Set problem — Could you copy exactly the lines from the one containing "this sample: (133,48)." through the last line of the records below, leaving out any pictures?

Records supplied —
+--

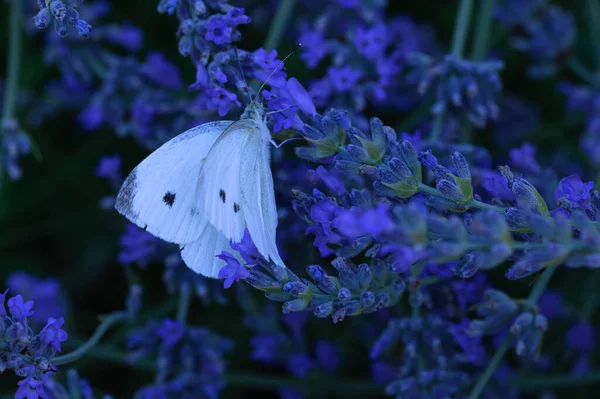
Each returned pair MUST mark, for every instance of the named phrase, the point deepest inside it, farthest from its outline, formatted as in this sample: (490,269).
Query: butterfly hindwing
(259,200)
(201,255)
(159,195)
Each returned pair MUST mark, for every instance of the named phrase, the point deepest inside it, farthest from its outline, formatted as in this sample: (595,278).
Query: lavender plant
(425,207)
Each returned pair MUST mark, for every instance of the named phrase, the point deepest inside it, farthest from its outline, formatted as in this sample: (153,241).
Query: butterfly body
(203,188)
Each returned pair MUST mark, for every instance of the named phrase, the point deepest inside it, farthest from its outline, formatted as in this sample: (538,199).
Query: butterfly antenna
(246,88)
(277,68)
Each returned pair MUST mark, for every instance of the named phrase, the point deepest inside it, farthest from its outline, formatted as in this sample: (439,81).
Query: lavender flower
(29,355)
(461,86)
(190,359)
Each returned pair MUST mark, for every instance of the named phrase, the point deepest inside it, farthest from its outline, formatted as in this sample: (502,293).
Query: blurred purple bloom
(137,246)
(328,355)
(53,334)
(300,364)
(575,191)
(232,271)
(343,78)
(30,388)
(19,309)
(551,304)
(161,71)
(581,336)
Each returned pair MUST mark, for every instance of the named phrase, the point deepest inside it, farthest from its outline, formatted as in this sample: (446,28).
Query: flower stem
(280,23)
(533,297)
(483,30)
(461,27)
(14,61)
(183,306)
(107,323)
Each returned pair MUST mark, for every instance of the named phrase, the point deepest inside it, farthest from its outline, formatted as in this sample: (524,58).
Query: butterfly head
(254,111)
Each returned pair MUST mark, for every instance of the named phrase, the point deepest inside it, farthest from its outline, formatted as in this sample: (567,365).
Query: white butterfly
(202,188)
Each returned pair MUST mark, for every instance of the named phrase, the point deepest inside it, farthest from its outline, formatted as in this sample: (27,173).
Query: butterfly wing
(219,192)
(200,255)
(258,200)
(159,195)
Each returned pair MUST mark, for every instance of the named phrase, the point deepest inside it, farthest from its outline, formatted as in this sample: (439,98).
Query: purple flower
(222,100)
(20,311)
(218,31)
(343,79)
(30,388)
(53,334)
(551,304)
(300,364)
(161,72)
(356,222)
(574,190)
(331,179)
(232,271)
(2,307)
(581,336)
(496,185)
(523,158)
(247,249)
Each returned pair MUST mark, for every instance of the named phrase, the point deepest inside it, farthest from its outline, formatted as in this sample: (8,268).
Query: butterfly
(204,187)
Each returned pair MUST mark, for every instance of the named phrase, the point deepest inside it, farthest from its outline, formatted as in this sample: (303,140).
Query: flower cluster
(27,354)
(189,359)
(61,14)
(458,86)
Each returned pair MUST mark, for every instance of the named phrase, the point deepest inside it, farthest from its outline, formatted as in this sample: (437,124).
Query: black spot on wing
(124,201)
(169,198)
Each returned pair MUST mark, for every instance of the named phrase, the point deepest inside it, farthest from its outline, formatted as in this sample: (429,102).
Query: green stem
(461,27)
(533,297)
(112,354)
(14,58)
(185,297)
(579,69)
(280,24)
(483,30)
(309,384)
(593,12)
(106,324)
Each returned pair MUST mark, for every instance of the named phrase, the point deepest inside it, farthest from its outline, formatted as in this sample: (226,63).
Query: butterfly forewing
(159,195)
(219,191)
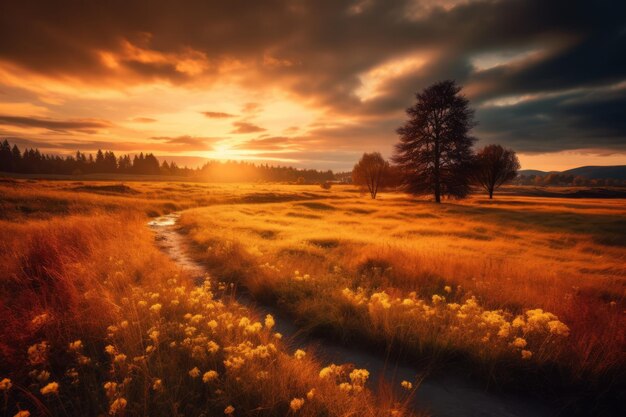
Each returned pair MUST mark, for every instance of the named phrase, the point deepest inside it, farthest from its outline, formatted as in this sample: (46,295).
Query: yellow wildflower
(157,385)
(558,328)
(213,347)
(209,376)
(406,385)
(117,406)
(38,353)
(51,388)
(76,345)
(296,404)
(519,342)
(110,388)
(344,386)
(5,384)
(120,358)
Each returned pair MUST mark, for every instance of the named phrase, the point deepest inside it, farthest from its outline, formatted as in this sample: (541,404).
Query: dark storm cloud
(83,125)
(592,120)
(245,127)
(320,49)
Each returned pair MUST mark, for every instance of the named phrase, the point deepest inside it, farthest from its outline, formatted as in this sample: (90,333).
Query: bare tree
(435,149)
(370,172)
(495,166)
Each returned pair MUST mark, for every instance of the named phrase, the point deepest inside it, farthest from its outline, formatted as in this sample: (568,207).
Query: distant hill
(529,172)
(616,172)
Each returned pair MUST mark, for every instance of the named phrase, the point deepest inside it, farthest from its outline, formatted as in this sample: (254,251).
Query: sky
(310,83)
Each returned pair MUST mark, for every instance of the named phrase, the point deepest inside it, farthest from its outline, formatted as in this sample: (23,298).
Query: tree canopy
(435,148)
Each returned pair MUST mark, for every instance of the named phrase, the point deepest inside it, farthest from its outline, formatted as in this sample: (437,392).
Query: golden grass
(95,320)
(513,254)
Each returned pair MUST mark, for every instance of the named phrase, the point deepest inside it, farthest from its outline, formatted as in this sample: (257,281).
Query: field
(522,293)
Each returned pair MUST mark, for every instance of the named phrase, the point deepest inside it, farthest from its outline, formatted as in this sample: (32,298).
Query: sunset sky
(310,83)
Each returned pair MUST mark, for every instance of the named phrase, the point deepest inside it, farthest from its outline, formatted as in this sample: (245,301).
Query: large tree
(371,172)
(495,166)
(435,149)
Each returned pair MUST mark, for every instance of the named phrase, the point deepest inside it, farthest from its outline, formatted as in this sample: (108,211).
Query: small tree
(371,172)
(435,149)
(495,166)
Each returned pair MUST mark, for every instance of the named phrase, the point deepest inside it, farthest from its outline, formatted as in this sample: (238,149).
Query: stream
(441,396)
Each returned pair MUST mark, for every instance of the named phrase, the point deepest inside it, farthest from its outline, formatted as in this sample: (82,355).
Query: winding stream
(441,396)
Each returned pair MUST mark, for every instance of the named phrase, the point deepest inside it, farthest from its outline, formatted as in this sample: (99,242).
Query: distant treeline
(561,179)
(32,161)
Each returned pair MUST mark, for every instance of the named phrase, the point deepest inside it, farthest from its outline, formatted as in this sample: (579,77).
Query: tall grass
(400,273)
(95,320)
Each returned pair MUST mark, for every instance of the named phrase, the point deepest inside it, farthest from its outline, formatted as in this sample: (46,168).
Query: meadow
(96,320)
(524,293)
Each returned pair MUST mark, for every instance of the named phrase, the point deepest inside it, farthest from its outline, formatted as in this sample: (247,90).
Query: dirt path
(450,396)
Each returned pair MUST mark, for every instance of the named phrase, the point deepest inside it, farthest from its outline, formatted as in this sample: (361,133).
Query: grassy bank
(95,320)
(528,292)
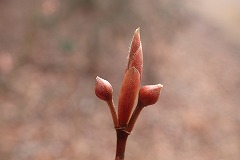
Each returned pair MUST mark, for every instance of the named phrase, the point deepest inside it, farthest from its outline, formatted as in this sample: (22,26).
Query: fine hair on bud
(103,89)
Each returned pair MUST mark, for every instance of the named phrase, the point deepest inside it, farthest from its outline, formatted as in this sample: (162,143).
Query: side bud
(128,94)
(103,89)
(149,94)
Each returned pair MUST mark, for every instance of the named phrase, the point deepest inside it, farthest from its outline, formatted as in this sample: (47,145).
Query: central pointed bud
(131,80)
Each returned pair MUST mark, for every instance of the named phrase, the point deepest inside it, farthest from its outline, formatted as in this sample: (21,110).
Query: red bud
(149,94)
(103,89)
(128,93)
(135,54)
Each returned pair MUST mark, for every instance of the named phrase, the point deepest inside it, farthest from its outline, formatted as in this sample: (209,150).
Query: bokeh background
(52,50)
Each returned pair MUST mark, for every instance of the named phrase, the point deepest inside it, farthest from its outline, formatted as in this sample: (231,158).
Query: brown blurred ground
(52,50)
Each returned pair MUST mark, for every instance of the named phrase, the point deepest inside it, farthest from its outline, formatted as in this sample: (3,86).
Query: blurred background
(52,50)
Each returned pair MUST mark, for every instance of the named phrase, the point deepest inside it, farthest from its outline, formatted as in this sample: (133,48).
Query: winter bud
(149,94)
(103,89)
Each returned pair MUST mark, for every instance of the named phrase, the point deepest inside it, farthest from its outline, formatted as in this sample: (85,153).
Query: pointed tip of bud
(137,31)
(103,89)
(135,54)
(149,94)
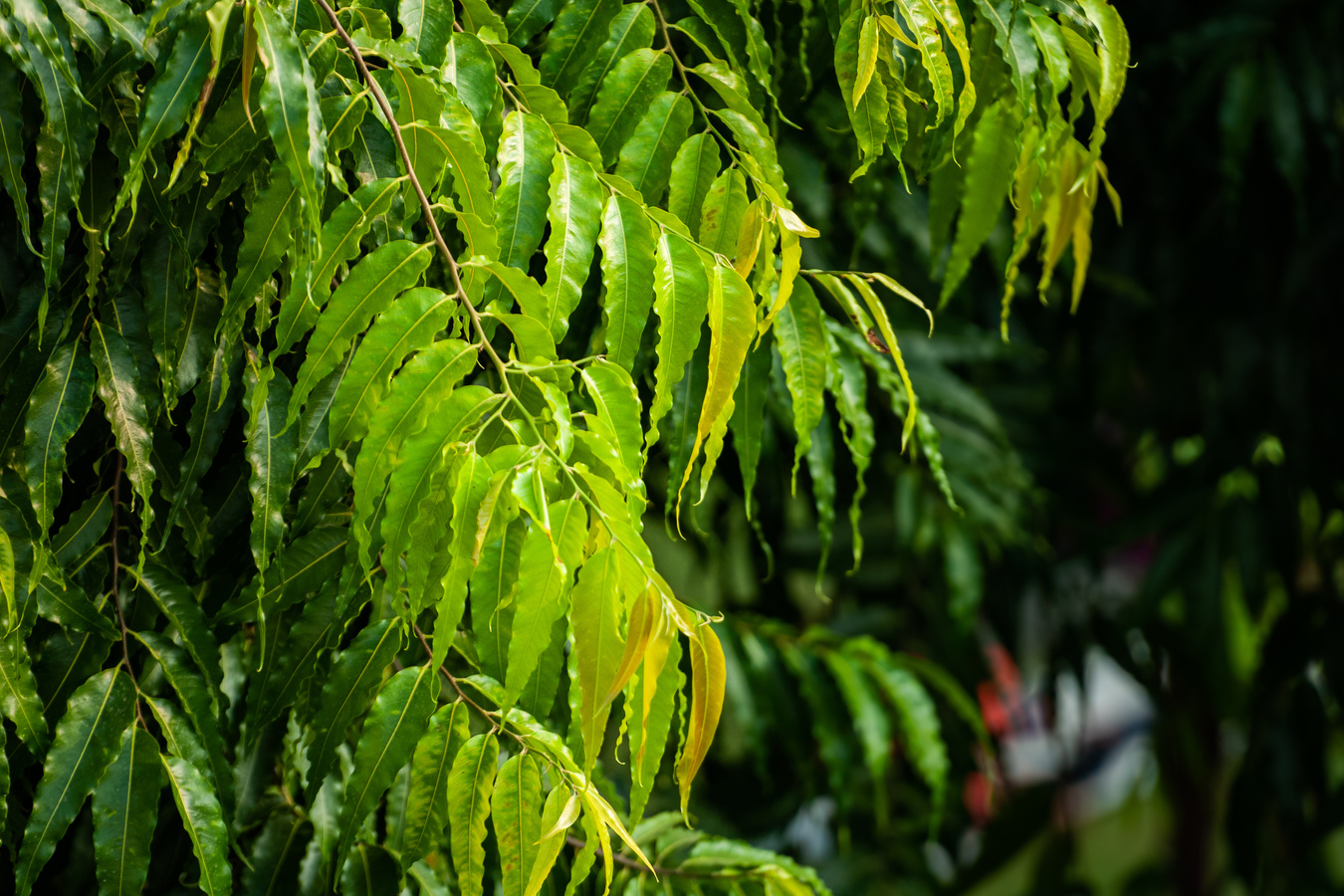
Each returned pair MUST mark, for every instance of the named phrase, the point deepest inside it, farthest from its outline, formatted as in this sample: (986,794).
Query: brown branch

+--

Complete output —
Each returned pair MUST mark, for every instance of the named phrase, the point deepest inside it, farthest from its outline, formatted as in this sample: (133,48).
Query: winter bud
(149,94)
(103,89)
Each returned pair MUST mark, for every instance of the named phrase, the point deepest inside it, farthest from its outline, formatted as in this sample: (85,153).
Query: pointed tip of bud
(137,31)
(103,89)
(135,54)
(149,94)
Each returned pair MUST mark, for every instance of the named phrase, the point deepest inside it, farthest from its outline, formatted as in this sample: (986,794).
Query: brown branch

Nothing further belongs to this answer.